▶ Activity
Reproduce each record below in full, word for word, without images.

↓↓↓

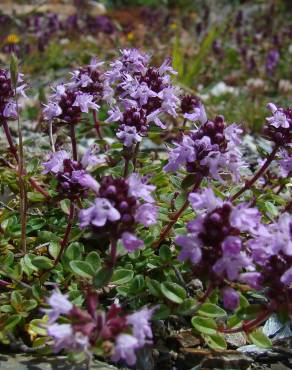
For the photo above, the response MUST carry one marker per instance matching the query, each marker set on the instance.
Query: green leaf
(82, 268)
(38, 326)
(250, 312)
(165, 253)
(12, 321)
(122, 276)
(211, 310)
(173, 292)
(54, 249)
(94, 259)
(137, 284)
(42, 262)
(204, 325)
(215, 341)
(153, 286)
(162, 312)
(16, 300)
(258, 338)
(187, 306)
(188, 181)
(74, 251)
(102, 277)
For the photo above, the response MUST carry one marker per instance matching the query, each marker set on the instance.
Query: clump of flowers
(272, 251)
(120, 205)
(8, 109)
(112, 332)
(145, 93)
(279, 126)
(73, 179)
(214, 244)
(209, 150)
(87, 88)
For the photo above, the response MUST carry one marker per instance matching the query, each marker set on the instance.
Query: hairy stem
(22, 185)
(67, 233)
(13, 150)
(73, 142)
(113, 253)
(165, 232)
(96, 125)
(258, 174)
(248, 325)
(135, 155)
(51, 137)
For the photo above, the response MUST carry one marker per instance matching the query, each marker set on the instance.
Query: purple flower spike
(125, 347)
(98, 213)
(230, 298)
(141, 325)
(59, 305)
(139, 189)
(131, 242)
(147, 214)
(55, 163)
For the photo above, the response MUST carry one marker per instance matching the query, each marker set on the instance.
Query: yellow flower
(12, 39)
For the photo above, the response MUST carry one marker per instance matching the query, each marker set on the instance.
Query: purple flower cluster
(87, 87)
(272, 251)
(7, 95)
(279, 126)
(145, 93)
(209, 150)
(213, 242)
(73, 179)
(89, 328)
(272, 61)
(118, 208)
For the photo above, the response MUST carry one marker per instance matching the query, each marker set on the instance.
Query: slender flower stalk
(248, 326)
(113, 253)
(22, 185)
(67, 233)
(13, 150)
(73, 141)
(174, 218)
(258, 174)
(96, 125)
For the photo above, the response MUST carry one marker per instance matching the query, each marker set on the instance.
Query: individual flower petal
(147, 214)
(131, 242)
(139, 189)
(230, 298)
(141, 325)
(55, 163)
(125, 347)
(98, 214)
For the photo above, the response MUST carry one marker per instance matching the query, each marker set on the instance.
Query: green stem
(258, 174)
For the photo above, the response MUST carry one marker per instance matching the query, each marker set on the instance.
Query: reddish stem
(258, 174)
(113, 255)
(67, 233)
(12, 147)
(13, 150)
(248, 325)
(164, 233)
(73, 141)
(96, 125)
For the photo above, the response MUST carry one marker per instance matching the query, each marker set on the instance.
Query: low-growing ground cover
(140, 226)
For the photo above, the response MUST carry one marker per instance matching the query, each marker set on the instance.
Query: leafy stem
(67, 232)
(97, 125)
(73, 141)
(258, 174)
(249, 325)
(174, 218)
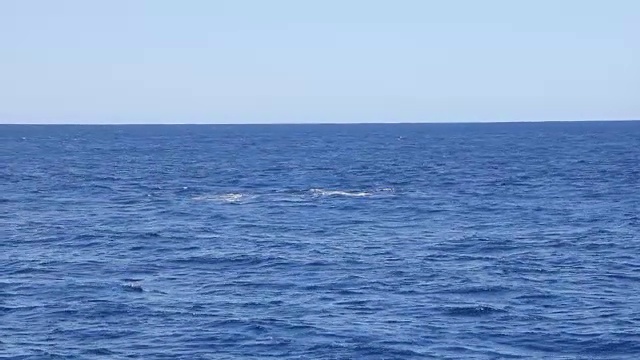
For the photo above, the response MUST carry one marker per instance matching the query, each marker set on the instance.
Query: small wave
(224, 198)
(323, 192)
(134, 285)
(478, 310)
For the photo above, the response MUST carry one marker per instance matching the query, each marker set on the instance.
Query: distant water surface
(486, 241)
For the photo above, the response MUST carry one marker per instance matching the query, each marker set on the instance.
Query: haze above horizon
(287, 61)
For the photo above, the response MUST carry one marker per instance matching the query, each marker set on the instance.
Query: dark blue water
(320, 242)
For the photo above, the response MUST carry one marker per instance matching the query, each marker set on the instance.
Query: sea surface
(444, 241)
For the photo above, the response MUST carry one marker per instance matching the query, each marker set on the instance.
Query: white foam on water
(232, 198)
(323, 192)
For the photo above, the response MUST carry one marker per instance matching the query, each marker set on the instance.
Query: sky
(295, 61)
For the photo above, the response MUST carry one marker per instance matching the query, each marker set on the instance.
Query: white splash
(323, 192)
(224, 198)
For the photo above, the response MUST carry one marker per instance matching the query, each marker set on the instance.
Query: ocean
(405, 241)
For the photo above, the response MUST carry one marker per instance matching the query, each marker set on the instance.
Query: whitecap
(323, 192)
(224, 198)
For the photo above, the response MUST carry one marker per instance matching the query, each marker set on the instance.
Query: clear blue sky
(228, 61)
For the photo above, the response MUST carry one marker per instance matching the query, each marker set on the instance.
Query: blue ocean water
(458, 241)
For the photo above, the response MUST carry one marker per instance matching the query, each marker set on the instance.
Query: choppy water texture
(322, 242)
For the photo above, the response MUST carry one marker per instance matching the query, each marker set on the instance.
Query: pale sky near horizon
(237, 61)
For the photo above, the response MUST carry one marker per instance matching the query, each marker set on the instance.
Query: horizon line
(310, 123)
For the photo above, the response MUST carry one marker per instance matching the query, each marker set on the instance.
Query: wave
(295, 196)
(323, 192)
(224, 198)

↑↑↑

▶ Output below
For the photo above, the response MUST carry one marker per instance matching the query, each marker set on the instance.
Query: green leaf
(82, 268)
(38, 326)
(250, 312)
(165, 253)
(12, 321)
(122, 276)
(211, 310)
(173, 292)
(54, 249)
(94, 259)
(137, 284)
(42, 262)
(204, 325)
(215, 341)
(153, 286)
(162, 312)
(16, 300)
(258, 338)
(187, 306)
(188, 181)
(74, 251)
(102, 277)
For the photo above, the response MUST carry one marker per instance matching the query, each marker set on the instance.
Query: clump of flowers
(272, 251)
(120, 205)
(8, 109)
(112, 332)
(145, 93)
(279, 126)
(73, 179)
(214, 244)
(209, 150)
(87, 88)
For the photo above, the response MUST carry one marker per instance matching the query, each marker set on the instance.
Query: hairy stem
(22, 185)
(67, 233)
(13, 150)
(73, 142)
(113, 253)
(165, 232)
(96, 125)
(258, 174)
(248, 325)
(135, 155)
(51, 137)
For the photo above, the response MUST carry one marker per instance matching the query, each marker set on the instance.
Query: purple flower spike
(125, 347)
(98, 213)
(230, 298)
(141, 325)
(59, 305)
(139, 189)
(131, 242)
(147, 214)
(55, 163)
For the photo above, the response MUST carry one marker per instance matching the query, each marker set on the instance.
Query: yellow flower
(12, 39)
For the photo above, the response MUST carry one marker per instance matching the query, each marker set on the instance.
Query: purple flower cluster
(87, 87)
(272, 251)
(7, 95)
(279, 126)
(145, 93)
(209, 150)
(213, 242)
(73, 179)
(89, 328)
(272, 61)
(118, 208)
For the photo above, the response MUST carry one marker per instance matching the query, each marker set on the instance.
Query: slender flower stalk
(248, 326)
(113, 253)
(22, 185)
(67, 233)
(13, 150)
(73, 141)
(174, 218)
(258, 174)
(96, 125)
For the photo above, the response MUST carry one marker per instance matching the query, each marker set on the instance.
Query: individual flower petal
(147, 214)
(131, 242)
(139, 189)
(230, 298)
(141, 325)
(55, 163)
(125, 347)
(98, 214)
For the photo above, the response MUST carry one marker per instance matching the query, each marker set on the instance.
Query: green stem
(258, 174)
For the photo above, the response MUST carry one marker per instance matching the query, each marker set on the instance.
Query: reddish stem
(258, 174)
(113, 255)
(67, 233)
(12, 147)
(13, 150)
(248, 325)
(164, 233)
(73, 141)
(96, 125)
For the photo above, the response MUST carry one marker per instance matching the query, each marker set on the instance.
Query: low-growing ground cover
(140, 226)
For the photo above, the response MUST carry one marker per instance matching the query, each marker set on the instance.
Query: leafy stem
(67, 232)
(97, 125)
(73, 141)
(258, 174)
(249, 325)
(174, 218)
For the photo above, the response MUST carry one marker per instance matching the query, each marker set on the instance.
Query: small wave
(224, 198)
(323, 192)
(134, 285)
(478, 310)
For the photo above, the response MUST carry one marker per instance matching the query, each marker set on the instance.
Query: distant water surface
(486, 241)
For the photo above, the response MUST carry one marker per instance matching the query, each marker set on the instance.
Query: haze above horizon
(287, 61)
For the photo above, the response MUST carry one marker per instance matching the query, each marker set on the instance.
Query: dark blue water
(320, 242)
For the photo above, the response MUST carry one marker per instance matching the query, each marker set on the instance.
Query: sea surface
(444, 241)
For the photo above, the response MUST carry one marker per instance matching the query, each marker set on the instance.
Query: white foam on water
(232, 198)
(323, 192)
For the photo above, the response MUST carry one marker per instance matching the query, each marker set on the instance.
Query: sky
(295, 61)
For the photo above, the response MUST carry one marker per instance matching the query, each marker set on the instance.
Query: white splash
(323, 192)
(224, 198)
For the photo above, the response MUST carry one marker per instance matching the query, each marker set on the instance.
Query: ocean
(405, 241)
For the photo above, the response MUST carry one marker per instance matching the query, each marker set on the instance.
Query: whitecap
(323, 192)
(224, 198)
For the photo above, the response MUST carry one marker per instance matching the query, each marker set on the instance.
Query: clear blue sky
(228, 61)
For the photo above, the response MUST carry one marker per instance matching the query, each marker set on the instance.
Query: blue ocean water
(458, 241)
For the photo above, the response MUST carry one marker per instance matching the query, each marker set on the instance.
Query: choppy water texture
(322, 242)
For the photo above, the response MUST carry one marker per instance matching the query, each marker set on the instance.
Query: pale sky near horizon
(237, 61)
For the photo above, the response MUST carry one marker per instance matching the query, each marker set on the instance.
Query: horizon line
(310, 123)
For the photo above, the response MUST carry one marker per instance matching the query, each marker set on the instance.
Query: wave
(295, 196)
(323, 192)
(224, 198)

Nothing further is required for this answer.